**EXCERPT**
▽

The results have been devastating.

"The story of the eldest girl who was sent to get needed firewood for her mother and young brother, but was raped", "The story of the young boy who awoke in his hut to the roar of engines, only to look outside and see family and friends running from bombs and armed men on horseback" and "The story of the woman hearing 'now your babies will be Arab' as she's being violated" are a stories that paint a picture of life as a victim of genocide.

These stories are maddening. The images of these people's experiences sear into our minds. If you believe, as I do, that no man or woman should be a target simply because of his or her ethnicity, that every children born into this world should never have to see men on horseback rape their mother and kill their father, that no person should ever be victim of genocide sixty years after the “lesson” of the Holocaust, then these actions are an affront to your beliefs.

These attacks against your entire worldview, stir your emotions. You feel, as I do, sadness, fear, rage and most importantly an urgency to "do something" about it.

But – unfortunately for victims – too often, our outrage is followed by a sense of helplessness. I experienced this four years ago. I was riled after reading a story in the New York times about a woman who was told 'now your babies will be impure' while being raped. But I was stuck.

"What can I do? This is a genocide – the crime of all crimes. This is happening so far away. The situation seems so complicated. The names of key players are hardly pronounceable. "

“Yes,” we say, “people are dying. But it is so big and so far away. I have to work today and pay my bills. What can one person actually do?”

We all get stuck.

This is the true challenge that the world faces with Darfur: how can we, the mass of people who care about Darfur, overcome the set of obstacles that prevent each one of us from acting to end genocide in Darfur?

Collectively, we have the manpower, will, influence, and money to end the crisis. We have put a man on the moon, ended cold wars, defeated fascism in Europe, and freed millions from apartheid in South Africa, and so too we can end a genocide. But feelings of apathy and powerlessness, a lack of information and motivation prevent us from tapping our world-changing potential.

Enter Stand. The job of each of our volunteers, supporters, and allies: make it easy to act against genocide. Make it easy to overcome the challenges - one by one – to help each person that feels "I must do something about Darfur". Help them take action.

If it isn’t easy for you to make your difference for Darfur, we’ll make it so.

Feel powerless to make a difference?

△

**EXCERPTED DATA**
▽

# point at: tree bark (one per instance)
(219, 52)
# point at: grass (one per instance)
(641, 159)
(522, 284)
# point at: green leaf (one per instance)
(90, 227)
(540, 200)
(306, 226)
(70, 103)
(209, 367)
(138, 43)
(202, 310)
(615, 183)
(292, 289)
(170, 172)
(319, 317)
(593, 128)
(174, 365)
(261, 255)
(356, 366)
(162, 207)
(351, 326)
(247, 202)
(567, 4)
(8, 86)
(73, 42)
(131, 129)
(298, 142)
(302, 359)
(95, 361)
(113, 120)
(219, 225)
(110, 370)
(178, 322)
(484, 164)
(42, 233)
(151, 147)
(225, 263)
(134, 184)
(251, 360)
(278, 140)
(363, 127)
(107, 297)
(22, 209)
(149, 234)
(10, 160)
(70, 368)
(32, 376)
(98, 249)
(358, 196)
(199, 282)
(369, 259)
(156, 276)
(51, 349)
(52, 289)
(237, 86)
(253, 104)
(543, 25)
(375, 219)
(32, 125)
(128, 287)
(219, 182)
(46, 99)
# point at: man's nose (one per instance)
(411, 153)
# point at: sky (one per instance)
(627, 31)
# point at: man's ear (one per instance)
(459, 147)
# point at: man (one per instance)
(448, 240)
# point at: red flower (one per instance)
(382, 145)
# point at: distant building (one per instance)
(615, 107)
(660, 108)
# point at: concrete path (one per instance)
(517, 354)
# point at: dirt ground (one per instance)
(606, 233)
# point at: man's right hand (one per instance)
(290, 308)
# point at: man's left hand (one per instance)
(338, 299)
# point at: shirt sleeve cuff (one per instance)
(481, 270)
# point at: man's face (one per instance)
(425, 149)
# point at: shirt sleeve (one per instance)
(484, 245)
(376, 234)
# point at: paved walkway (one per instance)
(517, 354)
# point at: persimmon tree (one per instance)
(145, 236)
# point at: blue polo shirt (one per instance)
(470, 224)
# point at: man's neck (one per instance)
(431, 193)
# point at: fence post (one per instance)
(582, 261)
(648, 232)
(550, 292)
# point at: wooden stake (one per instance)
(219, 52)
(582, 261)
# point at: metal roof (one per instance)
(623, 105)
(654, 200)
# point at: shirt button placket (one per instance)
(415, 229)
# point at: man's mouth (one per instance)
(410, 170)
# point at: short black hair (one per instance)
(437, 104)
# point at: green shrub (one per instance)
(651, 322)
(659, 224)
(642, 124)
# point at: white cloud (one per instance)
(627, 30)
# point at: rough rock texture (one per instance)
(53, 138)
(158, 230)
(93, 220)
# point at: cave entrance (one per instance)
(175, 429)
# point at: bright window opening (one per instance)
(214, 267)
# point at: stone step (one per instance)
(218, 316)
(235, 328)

△

**WHAT YOU HAVE TO DO**
Carry on the Darfur piece from its last line. None of the data is needed here.

**TASK RESULT**
We are there to tell you that you can. The Stand volunteer on your campus will tell you stories to convince you so. We will share stories of meeting the Prime Minister, of Canada sending 100 armoured personnel carriers to protect those protecting civilians, of students traveling to Darfur with Members of Parliament to forever make them allies in our fight. You can make a difference.

Don't know where to start?

A Stand volunteer can show you how easy it is to begin to make a difference. You can start by meeting like-minded friends in your community through Stand - in-person or online. You can work on a project of significance to Darfur: plan a rally to put Darfur's story in the headlines, invite your Member of Parliament to meet your group, create a calendar to raise money for the cause. Thousands of people have attended hundreds of events put on by dozens of groups from communities across Canada. The net impact is obvious: each new voice can inspire an action for the cause. Each action may be the one to tip the scale towards life for a Darfuri teetering on the brink. You can have impact with Stand.

Don't have the time?

Everybody has three minutes to act against genocide. Call 1-800-GENOCID(E). Get talking points about what Canada can do for Darfur. And leave a message for the Prime Minister. Each call to 1-800-GENOCIDE moves Darfur up the list of issues important to the Prime Minister. One high school in Toronto called the Prime Minister’s office so many times in one day, that the Office called the principal of the school and asked students to stop calling. Thankfully, the principal told them no. That day, the Prime Minister noticed Darfur. A few minutes can make a difference for Darfur.

Want to call your MP right now but don't know what to say?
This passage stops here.